Last weekend I rescued an old friend. She was once popular and even trendy, but for the past couple of years she had been living alone in a basement. She looked good despite a growing collection of dust. The rescue made both of us feel good, especially since I was able to put her to work.

You may have an old computer or two in a closet, basement or attic. I put my old machines there, too, but usually it's only because I don't know what else to do with them. I’m not quite ready to throw them on the junk heap.

There are better ways.

For one thing, you can always give the computer away. A quick Google search of the terms “donate computer" will help you find groups no matter where you live. Donating is a fine and generous act. Over the years I've donated at least six computers to groups or people.

But in some cases, you may also be able to put an old computer to work right in your home. That's what I did with my basement rescue. It now serves as a helper in my ham radio room, keeping track of contacts I've made and looking up locations of the other radio operators I visit with on the air.

While I suspect most of you won't be doing anything like that, there are plenty of more ordinary uses for an aging and underpowered computer. I'll give you some examples.

My wife and I love to cook. Most of our recipes are scrawled on slips of paper. My chilli recipe, for instance, is gradually disappearing under a coating of chilli powder and cumin. Any working computer— no matter how old—would do a great job as a kitchen computer. Besides storing recipes, it could keep inventories of what you have on hand and then create shopping lists. With wireless access to the Internet, it can send those lists to a printer on your network, or roam the Net to hunt up new recipes.

Of course a kitchen—with its heat, water and grease—isn't the most hospitable location for a computer. So locate it well out of the line of fire and also make sure it's connected to an outlet with ground fault protection (nowadays most bathroom and kitchen outlets have that protection, just be sure). Most office supply stores sell plastic dust covers for computers, and that's an excellent idea for a kitchen computer.

---------------

Assignment A:
Repeat the piece about reusing old computers word for word, starting at "But in some" and ending after "you some examples.".
Assignment B:
According to the piece about reusing old computers, how many computers has the writer donated over the years?
Assignment C:
Resume the piece about reusing old computers, picking up right after its final sentence.
The data below has nothing to do with the piece about reusing old computers.

Data extract:

---------------

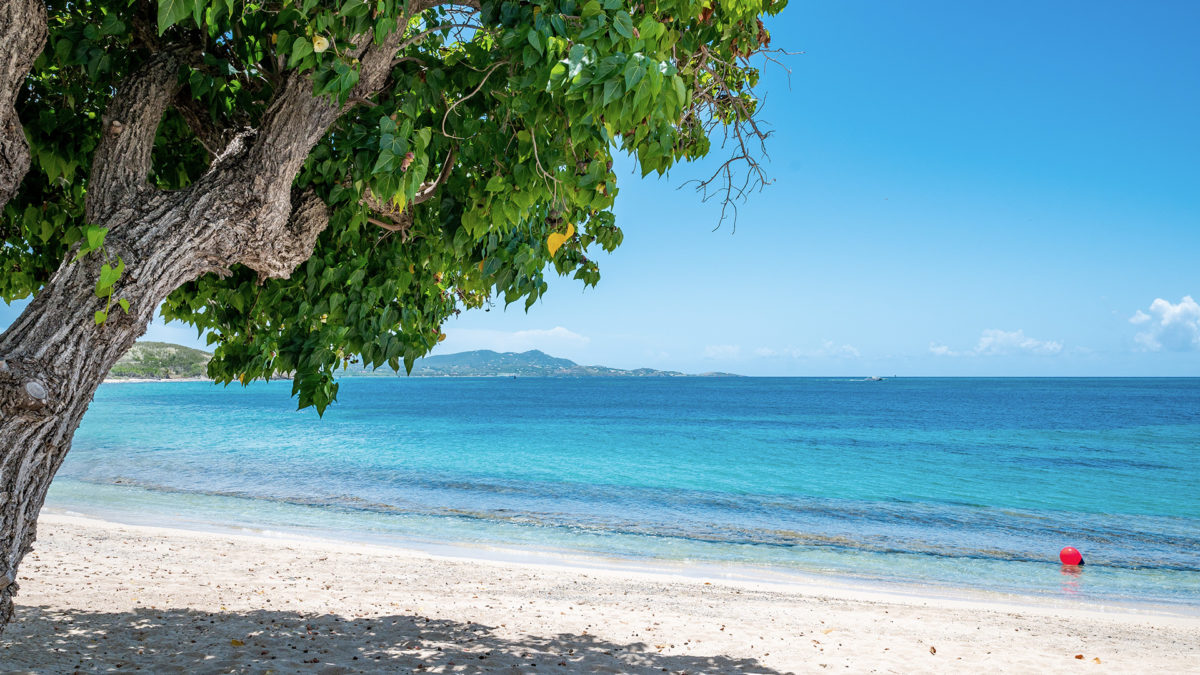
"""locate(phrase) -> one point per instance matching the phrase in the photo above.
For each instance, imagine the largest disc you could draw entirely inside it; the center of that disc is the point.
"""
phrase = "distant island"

---------------

Task result A:
But in some cases, you may also be able to put an old computer to work right in your home. That's what I did with my basement rescue. It now serves as a helper in my ham radio room, keeping track of contacts I've made and looking up locations of the other radio operators I visit with on the air.

While I suspect most of you won't be doing anything like that, there are plenty of more ordinary uses for an aging and underpowered computer. I'll give you some examples.

Task result B:
At least six.

Task result C:
If the computer eventually breaks down because of the environment, well you haven't lost much—especially if you're able to connect it to a network so that your recipes are stored away in another location.

Another great use for an aging computer is as a guest and kid machine. That way your own information is safe from prying eyes or careless use. If it breaks, well, again, you haven't lost much.

My uncle, an electrical engineer who spent part of his career working on operating systems, keeps one computer isolated from his home network. Information stored there is completely safe from hackers. And if a destructive virus or worm slips by his protection, the computer in isolation hums on with no problem. So it becomes a storage point for financial records and sensitive material. Properly backed up, it does a great job. In most cases, your old computer can do that just fine. A more recent computer with a large hard disk could even serve as an online backup server. In many cases, that's asking too much from an antique. It all depends on what you have on hand.

The great thing about all this is that by letting an old machine share part of the computer load in your home, you are freeing up your best computers for the most important work—killing space aliens and playing online canasta.